─── Provided records ───

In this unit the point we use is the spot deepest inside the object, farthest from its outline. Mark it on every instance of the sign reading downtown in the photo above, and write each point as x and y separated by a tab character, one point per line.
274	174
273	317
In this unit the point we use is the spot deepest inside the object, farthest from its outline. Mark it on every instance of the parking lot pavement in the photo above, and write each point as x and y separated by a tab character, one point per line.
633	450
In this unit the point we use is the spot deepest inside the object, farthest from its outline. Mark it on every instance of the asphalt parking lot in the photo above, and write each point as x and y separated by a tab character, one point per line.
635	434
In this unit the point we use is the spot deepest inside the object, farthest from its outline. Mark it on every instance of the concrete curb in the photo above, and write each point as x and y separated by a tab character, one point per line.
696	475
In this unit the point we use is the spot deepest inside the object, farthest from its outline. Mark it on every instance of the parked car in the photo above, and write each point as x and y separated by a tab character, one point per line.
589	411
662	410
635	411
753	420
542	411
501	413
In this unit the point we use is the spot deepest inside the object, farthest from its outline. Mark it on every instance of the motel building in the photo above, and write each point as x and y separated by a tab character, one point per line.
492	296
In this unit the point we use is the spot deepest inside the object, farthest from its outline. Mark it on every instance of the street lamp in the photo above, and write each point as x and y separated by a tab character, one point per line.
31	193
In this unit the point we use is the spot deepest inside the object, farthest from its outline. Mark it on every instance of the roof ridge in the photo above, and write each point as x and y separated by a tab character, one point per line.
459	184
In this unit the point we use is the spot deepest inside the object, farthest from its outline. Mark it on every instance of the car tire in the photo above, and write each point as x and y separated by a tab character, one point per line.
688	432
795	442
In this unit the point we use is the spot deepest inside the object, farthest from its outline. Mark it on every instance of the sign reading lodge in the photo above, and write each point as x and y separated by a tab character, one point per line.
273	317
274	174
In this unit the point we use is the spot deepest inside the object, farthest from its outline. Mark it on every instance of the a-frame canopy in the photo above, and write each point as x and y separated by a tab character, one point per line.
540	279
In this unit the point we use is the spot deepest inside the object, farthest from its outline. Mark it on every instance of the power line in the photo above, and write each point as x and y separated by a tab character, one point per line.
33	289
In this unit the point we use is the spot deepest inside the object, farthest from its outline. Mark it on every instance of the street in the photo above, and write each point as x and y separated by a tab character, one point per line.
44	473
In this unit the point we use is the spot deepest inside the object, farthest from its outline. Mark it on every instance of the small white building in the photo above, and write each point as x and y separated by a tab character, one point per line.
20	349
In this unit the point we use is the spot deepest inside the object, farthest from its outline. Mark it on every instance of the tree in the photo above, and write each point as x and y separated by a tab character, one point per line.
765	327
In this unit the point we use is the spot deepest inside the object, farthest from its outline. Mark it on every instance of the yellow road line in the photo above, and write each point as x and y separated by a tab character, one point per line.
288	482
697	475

───

Request => Write out the entries in full, exactly as given.

Response below =>
In this unit the point we use is the spot deepest inside the object, farthest from its outline. Mark it on every instance of the sign reading downtown in the photo above, and write each point as x and y separated by a tab character, one point per line.
274	174
273	317
In this unit the point we use is the spot deepest inside the object, farthest from its outline. Mark it on every instance of the parking lot pavement in the photo above, and write each point as x and y separated by a tab character, one point per line.
633	450
In this unit the point we use is the spot deepest inside the object, farthest from its outline. Mark it on every instance of the asphalt parking lot in the photo above, and write each point as x and y separated by a tab character, one point per line.
635	434
In this unit the point we use is the spot deepest inside the object, farthest from its outline. Mark it on every instance of the concrete curb in the photo above, and write each point as x and y separated by a tab character, one point per line.
696	475
In this unit the point we use is the spot deepest inside the object, farthest from its outline. Mark it on every instance of the parked car in the photo above, and write each point as x and y separated by a tab character, one point per line.
589	411
662	410
635	411
753	420
542	411
501	413
In this unit the point we use is the spot deepest inside the object, farthest from its outline. Mark it on every instance of the motel building in the photo above, and write each point as x and y separated by a tab character, one point per line.
492	296
In this unit the point we use is the spot deepest inside the object, farthest from its outline. Mark it on every instance of the street lamp in the photo above, and write each point as x and y separated by a tab character, one point per line.
31	193
In this unit the point we use is the spot deepest inside the object, farthest from its outline. Mark it on every instance of the roof ridge in the photo above, and write each point as x and y separated by a tab character, one point per line.
459	184
In this unit the point we use is the spot deepest inside the object, farthest from its outline. Mark it on every instance of the car tire in the photo above, and write each point as x and y separated by a tab character, one point per line.
688	432
795	442
In this unit the point we use is the spot deepest inside the object, farthest from its outline. Mark it on every instance of the sign reading lodge in the photo above, and write each point as x and y separated by a tab character, one point per line.
273	317
274	174
In this unit the point we use is the spot deepest inside the object, farthest from its outline. Mark it on every instance of the a-frame canopy in the photo above, and write each point as x and y separated by a tab character, one point per line.
540	279
In this unit the point we use is the spot deepest inside the object, farthest from its outline. Mark it on every instance of the power line in the photo above, and write each point as x and y separated by a tab character, one point per line.
33	289
In this unit the point we use is the spot deepest inside the object, farthest from its outline. Mark it on every instance of the street in the photo above, and write each point as x and y separated by a tab character, one point per line.
44	473
In this unit the point we use is the spot deepest inside the object, farthest from its outline. Mark it on every instance of the small white building in the photo above, and write each point as x and y separated by a tab character, one point per line.
20	349
In this unit the point we use is the spot deepest inside the object, farthest from its outline. Mark it on every instance of the tree in the photo above, and write each point as x and y separated by a tab character, one point per line.
765	327
In this unit the point we use is the spot deepest inside the object, farthest from its outline. Mark it on every instance of the yellow road line in the photo above, and write each point as x and y separated by a tab character, one point per line.
288	482
697	475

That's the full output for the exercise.